■ EXCERPTED PASSAGE
§ §
It’s a rather odd blessing for the new year, the traditional Rosh Hashanah greeting that will be heard across the land on Monday evening: “Tikle shanah v’klaloteha, tachel shanah v’berchoteha” – “May the year and its curses end; may the new year and its blessings begin.”
It is odd and uniquely Jewish because of the emphasis on the curses first. It would be like going to a New Year’s Eve party on December 31 and, before saying Happy New Year, declaring, “May the curses of the past year cease.” What a way to start a celebration.
But it is also deep, illustrating something profound about the Jewish mindset and historical experience.
On one level, it reflects a realism shaped by centuries of hardship.
Jewish tradition is keenly aware of suffering, exile, persecution, and uncertainty. The instinctive first wish, therefore, is not “May the blessings of the old year continue,” but rather “Let the curses end.”
This is a worldview that acknowledges the year gone by may have been filled with difficulties and hardships, and that the greatest relief would be to leave those behind.
At the same time, it also reflects Jewish resilience and hope. The line doesn’t stop at a lament about the curses; it immediately moves to “May a new year and its blessings begin.”
In other words, the Jewish psyche carries both the sober memory of hardship and the unquenchable hope for renewal. Implicit, too, is the understanding that every year brings its blessings. Every year, including the one just ended, as hard as it was.
A year marked by war, hostages, and rising antisemitism
And this past year has certainly given us curses enough to remember: the hostages still in captivity, the fallen soldiers, the grinding war in Gaza, corrosive internal divisions at home, antisemitism abroad, and growing isolation.
These are real, and they dominate our collective memory.
The media, with its obsessive focus on failure – and by its very nature, its inclination to highlight the bad rather than the good – only reinforces that picture. But to stop there is to give short shrift to the fuller story.
For alongside the tragedies and pain were undeniable achievements and dramatic, region-altering changes: the fall of Syrian dictator Bashar Assad after Israel decimated Hezbollah; the decapitation of Hamas’s leadership and continued erosion of its capabilities; and – most significantly – the stunning attacks in Iran that both exposed it as a paper tiger and set back its nuclear and ballistic-missile programs, an existential threat to Israel.
Those achievements, and others – like the surging stock exchange and the strong shekel – disappeared from the radar, drowned out by tales of how bad everything is. Yet the public seems to know better.
§ §
■ DATA FOR ANALYSIS

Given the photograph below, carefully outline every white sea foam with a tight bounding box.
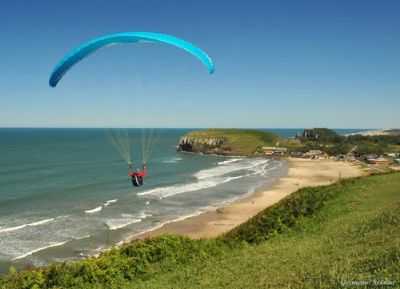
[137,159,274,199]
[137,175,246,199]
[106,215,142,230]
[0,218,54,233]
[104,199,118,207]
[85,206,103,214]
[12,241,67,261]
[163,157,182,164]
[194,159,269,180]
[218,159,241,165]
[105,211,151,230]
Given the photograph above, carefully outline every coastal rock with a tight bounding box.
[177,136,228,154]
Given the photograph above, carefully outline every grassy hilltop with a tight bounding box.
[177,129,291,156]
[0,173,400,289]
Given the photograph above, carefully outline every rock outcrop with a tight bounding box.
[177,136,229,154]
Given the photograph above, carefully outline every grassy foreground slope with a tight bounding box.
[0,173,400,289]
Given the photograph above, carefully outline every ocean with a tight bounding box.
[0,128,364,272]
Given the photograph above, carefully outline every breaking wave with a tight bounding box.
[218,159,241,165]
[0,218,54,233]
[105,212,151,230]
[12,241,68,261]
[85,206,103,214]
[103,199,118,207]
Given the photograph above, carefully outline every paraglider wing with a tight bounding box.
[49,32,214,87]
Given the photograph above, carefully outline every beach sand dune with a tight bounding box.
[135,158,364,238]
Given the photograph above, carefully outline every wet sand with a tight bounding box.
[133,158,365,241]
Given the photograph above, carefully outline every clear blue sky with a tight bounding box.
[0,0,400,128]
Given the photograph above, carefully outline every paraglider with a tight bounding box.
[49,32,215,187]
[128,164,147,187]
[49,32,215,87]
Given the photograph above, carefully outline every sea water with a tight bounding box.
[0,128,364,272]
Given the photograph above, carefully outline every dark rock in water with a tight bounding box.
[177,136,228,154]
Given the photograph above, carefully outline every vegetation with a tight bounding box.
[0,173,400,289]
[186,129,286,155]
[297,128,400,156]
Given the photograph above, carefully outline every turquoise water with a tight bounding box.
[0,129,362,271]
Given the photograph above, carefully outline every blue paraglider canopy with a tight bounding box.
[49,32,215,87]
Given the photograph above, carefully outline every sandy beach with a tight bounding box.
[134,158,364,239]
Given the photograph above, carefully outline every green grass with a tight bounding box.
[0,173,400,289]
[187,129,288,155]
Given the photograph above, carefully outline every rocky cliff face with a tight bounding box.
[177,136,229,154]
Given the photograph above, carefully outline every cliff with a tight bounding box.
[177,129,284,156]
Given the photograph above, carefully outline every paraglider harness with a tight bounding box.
§ §
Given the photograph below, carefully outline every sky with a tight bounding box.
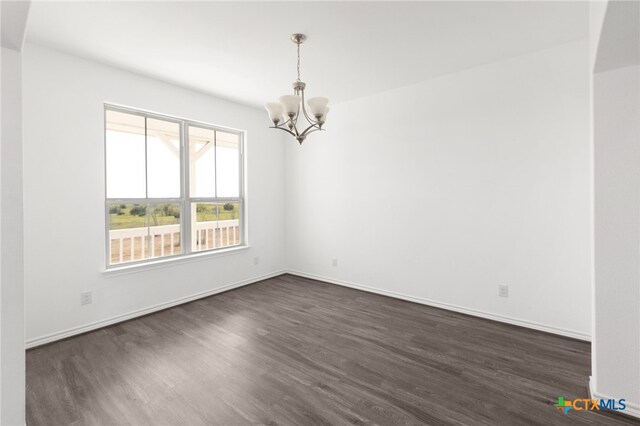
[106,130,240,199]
§ §
■ PROBLEM DETAILS
For each statement, answer yes or no on whether it agrees with the text on the Rosh Hashanah greeting, and quote the words from the text that decide it. (a) The greeting puts the curses before the blessings. (b) The media tends to highlight the good rather than the bad. (c) The fall of Bashar Assad is counted among the past year's achievements.

■ REPLY TO THE EXERCISE
(a) Yes: "It is odd and uniquely Jewish because of the emphasis on the curses first."
(b) No: "its inclination to highlight the bad rather than the good"
(c) Yes: "the fall of Syrian dictator Bashar Assad after Israel decimated Hezbollah"